- ACTIVITY -
Even the shortest line counts, so transcribe all the data exactly.
GIVEN DATA: Begin
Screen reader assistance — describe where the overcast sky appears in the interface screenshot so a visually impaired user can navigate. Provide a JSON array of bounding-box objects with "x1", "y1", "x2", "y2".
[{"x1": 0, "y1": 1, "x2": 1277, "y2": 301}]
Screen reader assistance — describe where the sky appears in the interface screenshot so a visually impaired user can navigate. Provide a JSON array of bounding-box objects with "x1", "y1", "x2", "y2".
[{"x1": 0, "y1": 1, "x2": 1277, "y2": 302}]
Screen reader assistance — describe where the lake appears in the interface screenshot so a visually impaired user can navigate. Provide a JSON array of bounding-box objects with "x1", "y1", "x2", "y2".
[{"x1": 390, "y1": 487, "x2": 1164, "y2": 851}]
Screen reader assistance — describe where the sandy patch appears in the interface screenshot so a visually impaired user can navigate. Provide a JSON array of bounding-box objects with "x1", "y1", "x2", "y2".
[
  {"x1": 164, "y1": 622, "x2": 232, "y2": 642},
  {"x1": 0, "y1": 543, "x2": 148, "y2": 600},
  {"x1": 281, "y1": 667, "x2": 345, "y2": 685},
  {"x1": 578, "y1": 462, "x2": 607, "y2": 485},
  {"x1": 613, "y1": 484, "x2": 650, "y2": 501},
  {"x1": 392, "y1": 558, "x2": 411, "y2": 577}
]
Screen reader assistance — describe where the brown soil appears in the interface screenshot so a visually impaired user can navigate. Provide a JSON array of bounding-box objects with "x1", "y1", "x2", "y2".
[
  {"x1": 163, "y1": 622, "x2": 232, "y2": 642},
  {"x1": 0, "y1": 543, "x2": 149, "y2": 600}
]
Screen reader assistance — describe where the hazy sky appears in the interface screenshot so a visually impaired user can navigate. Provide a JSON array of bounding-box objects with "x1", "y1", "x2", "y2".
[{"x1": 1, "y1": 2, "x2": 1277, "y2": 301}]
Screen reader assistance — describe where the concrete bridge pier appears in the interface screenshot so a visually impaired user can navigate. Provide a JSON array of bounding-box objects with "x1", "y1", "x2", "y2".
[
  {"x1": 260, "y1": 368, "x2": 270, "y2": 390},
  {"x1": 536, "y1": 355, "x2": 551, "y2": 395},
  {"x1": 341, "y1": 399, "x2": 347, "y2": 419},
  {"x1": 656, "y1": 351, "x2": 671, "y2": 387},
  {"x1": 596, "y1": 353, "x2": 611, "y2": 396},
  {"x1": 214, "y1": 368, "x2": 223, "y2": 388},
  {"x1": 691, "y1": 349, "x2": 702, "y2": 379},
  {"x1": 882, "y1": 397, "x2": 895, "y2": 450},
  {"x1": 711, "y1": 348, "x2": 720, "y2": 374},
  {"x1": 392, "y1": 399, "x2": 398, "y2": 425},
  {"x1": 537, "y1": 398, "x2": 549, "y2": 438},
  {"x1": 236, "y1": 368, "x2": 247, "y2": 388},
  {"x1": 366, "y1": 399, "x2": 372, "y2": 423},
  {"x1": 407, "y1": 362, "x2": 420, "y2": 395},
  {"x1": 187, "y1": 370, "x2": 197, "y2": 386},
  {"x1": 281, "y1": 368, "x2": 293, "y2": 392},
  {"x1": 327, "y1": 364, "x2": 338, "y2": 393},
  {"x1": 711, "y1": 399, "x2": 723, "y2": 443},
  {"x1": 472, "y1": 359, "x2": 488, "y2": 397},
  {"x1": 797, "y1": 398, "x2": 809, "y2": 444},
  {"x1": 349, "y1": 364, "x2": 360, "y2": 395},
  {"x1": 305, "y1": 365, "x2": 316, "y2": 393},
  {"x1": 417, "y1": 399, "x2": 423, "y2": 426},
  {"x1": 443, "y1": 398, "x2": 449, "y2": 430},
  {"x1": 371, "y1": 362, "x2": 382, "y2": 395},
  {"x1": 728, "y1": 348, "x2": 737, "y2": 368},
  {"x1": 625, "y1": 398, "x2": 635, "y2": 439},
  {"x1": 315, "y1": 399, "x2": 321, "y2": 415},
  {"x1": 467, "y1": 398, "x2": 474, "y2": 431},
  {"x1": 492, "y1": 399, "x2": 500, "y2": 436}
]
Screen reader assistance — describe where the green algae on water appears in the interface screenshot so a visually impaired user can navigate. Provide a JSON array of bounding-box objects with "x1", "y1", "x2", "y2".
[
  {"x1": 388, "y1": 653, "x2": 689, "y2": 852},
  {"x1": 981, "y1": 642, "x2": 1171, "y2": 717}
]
GIVEN DATA: End
- OUTPUT FOR THIS EXERCISE -
Screen reader assistance — describe where the overcast sky appears in the interface screenshot so a visually impaired user can navigate. Provide a JSON array of bounding-box objects with "x1", "y1", "x2", "y2".
[{"x1": 0, "y1": 1, "x2": 1277, "y2": 301}]
Screen reader assistance — describe where the sky appears in the interface screenshot so a visually impaired user can navigate. Provide a JSON array of bounding-box objects with "x1", "y1", "x2", "y2".
[{"x1": 0, "y1": 1, "x2": 1277, "y2": 302}]
Screen reader assistance — describe where the lake appears in the interface screenshot so a visually impaired user can navigate. Provide a JSON array of bounding-box objects with "x1", "y1", "x2", "y2".
[{"x1": 390, "y1": 487, "x2": 1164, "y2": 851}]
Screen reader assistance — describe where the sandy patch appears in the interface screenshot so a visually impaired user can navigate. Provide a JSON array of bounding-box objects with "x1", "y1", "x2", "y2".
[
  {"x1": 164, "y1": 622, "x2": 232, "y2": 642},
  {"x1": 0, "y1": 543, "x2": 148, "y2": 600},
  {"x1": 281, "y1": 667, "x2": 345, "y2": 685},
  {"x1": 578, "y1": 462, "x2": 607, "y2": 485},
  {"x1": 613, "y1": 484, "x2": 650, "y2": 501},
  {"x1": 392, "y1": 558, "x2": 411, "y2": 577}
]
Screen reader assistance — describe where the brown soil appears in the interface screenshot so a visually impaired user can navigate. Provide a JSON array of bounding-box objects with "x1", "y1", "x2", "y2".
[
  {"x1": 163, "y1": 622, "x2": 232, "y2": 642},
  {"x1": 0, "y1": 543, "x2": 149, "y2": 600}
]
Screen reader assistance — describe where the hazy sky appears in the interface screenshot so a visually impaired user can navigate. Provide a JSON array of bounding-box objects with "x1", "y1", "x2", "y2".
[{"x1": 1, "y1": 2, "x2": 1277, "y2": 301}]
Screen reader assistance — describe where the concrete bridge pier appears in the interface screenshot so a visually impaired user can navigate. Provide a JSON array of bounding-box objects with "x1", "y1", "x2", "y2".
[
  {"x1": 260, "y1": 368, "x2": 270, "y2": 390},
  {"x1": 536, "y1": 355, "x2": 551, "y2": 395},
  {"x1": 341, "y1": 399, "x2": 347, "y2": 419},
  {"x1": 656, "y1": 351, "x2": 671, "y2": 387},
  {"x1": 596, "y1": 353, "x2": 611, "y2": 396},
  {"x1": 214, "y1": 368, "x2": 223, "y2": 388},
  {"x1": 691, "y1": 349, "x2": 702, "y2": 379},
  {"x1": 882, "y1": 397, "x2": 895, "y2": 450},
  {"x1": 711, "y1": 348, "x2": 720, "y2": 374},
  {"x1": 392, "y1": 399, "x2": 398, "y2": 425},
  {"x1": 537, "y1": 398, "x2": 549, "y2": 438},
  {"x1": 236, "y1": 368, "x2": 247, "y2": 388},
  {"x1": 366, "y1": 399, "x2": 372, "y2": 423},
  {"x1": 407, "y1": 362, "x2": 420, "y2": 395},
  {"x1": 187, "y1": 370, "x2": 197, "y2": 386},
  {"x1": 281, "y1": 368, "x2": 293, "y2": 392},
  {"x1": 327, "y1": 364, "x2": 338, "y2": 393},
  {"x1": 711, "y1": 399, "x2": 723, "y2": 443},
  {"x1": 472, "y1": 359, "x2": 488, "y2": 397},
  {"x1": 797, "y1": 398, "x2": 809, "y2": 444},
  {"x1": 349, "y1": 364, "x2": 360, "y2": 395},
  {"x1": 305, "y1": 365, "x2": 316, "y2": 393},
  {"x1": 417, "y1": 399, "x2": 423, "y2": 426},
  {"x1": 443, "y1": 398, "x2": 449, "y2": 430},
  {"x1": 371, "y1": 362, "x2": 382, "y2": 395},
  {"x1": 728, "y1": 348, "x2": 737, "y2": 368},
  {"x1": 625, "y1": 398, "x2": 635, "y2": 439},
  {"x1": 315, "y1": 399, "x2": 321, "y2": 415},
  {"x1": 467, "y1": 398, "x2": 474, "y2": 431},
  {"x1": 492, "y1": 399, "x2": 500, "y2": 436}
]
Screen reader assistance — describe where the green algae on water appears in the interface screenshot so a visually impaired user can navigate. Provide a JSON array of bounding-box objects with "x1", "y1", "x2", "y2".
[
  {"x1": 388, "y1": 653, "x2": 689, "y2": 852},
  {"x1": 981, "y1": 642, "x2": 1171, "y2": 717}
]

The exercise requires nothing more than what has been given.